Make the in-guest order of NICs predictable, given their visual order.

Owner

  • Name: Dan Kenigsberg (danken)
  • Email: danken@redhat.com
  • IRC: danken at #ovirt (irc.oftc.net)

Background

The term “vNIC order” may mean multiple things to multiple people. Let us enumerate them first:

mnemonic Description
name oVirt nic names (nic1,nic2..)
mac mac addresses
libvirt order in libvirt domxml
pci pci addresses
guest guest device names (eth0,p1p2,em1..)
boot bios boot order of nics

Detailed Description

A virtual machine may have multiple network interface cards (vNICs), each connected to profoundly different networks. Users need to know the mapping between [name] and [guest]. If a VM is connected to two networks, RED and BLUE, it is important to tell within the guest which network device leads to which network. It is also important to maintain the [name]-[guest] mapping when cloning a VM from a template.

However, when adding a vNIC, the end user can select her favorite address, and if she hasn’t done so, Engine would draw a random address from a pool of available addresses. In both cases, the [name]-[mac] mapping is random.

oVirt uses the [mac] ordering to pass the devices to [libvirt]. On the first startup of a vNIC in a VM, libvirt assigns it with a [pci] address. [mac] and [pci] are used by the guest operating system to obtain the [guest] name for the vNIC. The latter step depends heavily on the make and version of the the OS. For example, EL5 orders interfaces based on their [mac]; So does EL6 (since biosdevname is disabled in guests); Modern Fedoras and EL7_beta with systemd>=197 use pci addresses; Forgotten ifcfg files and udev.rules affect clones; And a guest admin can always override the name. Bottom line: [mac/pci]-[guest] mapping is a big mess.

Another, somewhat related problem, is the need to control the boot order [boot]. Currently, [boot] matches [mac].

Benefit to oVirt

Assume that we have two networks. RED is classified, and BLUE is public. We would like to have several intrusion detection VMs, monitoring BLUE and sending reports to RED. We create such a VM, find out that eth0 leads to RED and eth1 leads to BLUE, and configure our application appropriately. We create a template from the VM, and clone another VM from it.

Without predictable vNIC order, the cloned VM may have eth0 leading to BLUE, and our IDS would leak information from the classified network to the public one. That’s bad.

* * * * * * *

Write out, word for word, the part of the vNIC order page between "Assume that we" and "one. That’s bad.", inclusive. The listing is separate material with no connection to the vNIC order page.

[Data shown]:
* * * * * * *

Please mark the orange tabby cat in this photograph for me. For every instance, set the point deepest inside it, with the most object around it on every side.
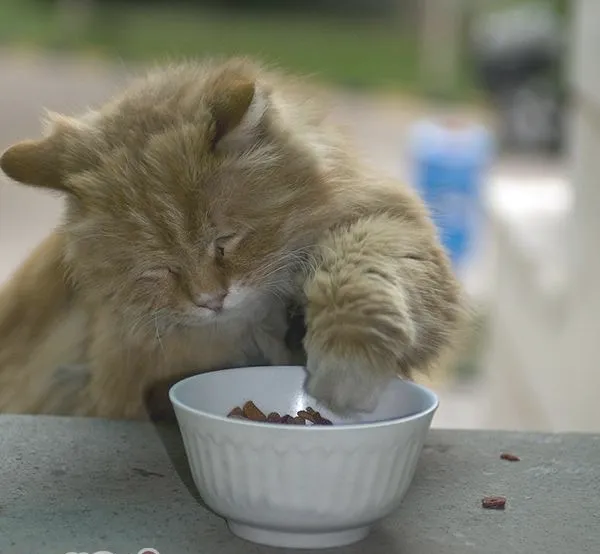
(200, 205)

* * * * * * *

[Task response]:
Assume that we have two networks. RED is classified, and BLUE is public. We would like to have several intrusion detection VMs, monitoring BLUE and sending reports to RED. We create such a VM, find out that eth0 leads to RED and eth1 leads to BLUE, and configure our application appropriately. We create a template from the VM, and clone another VM from it.

Without predictable vNIC order, the cloned VM may have eth0 leading to BLUE, and our IDS would leak information from the classified network to the public one. That’s bad.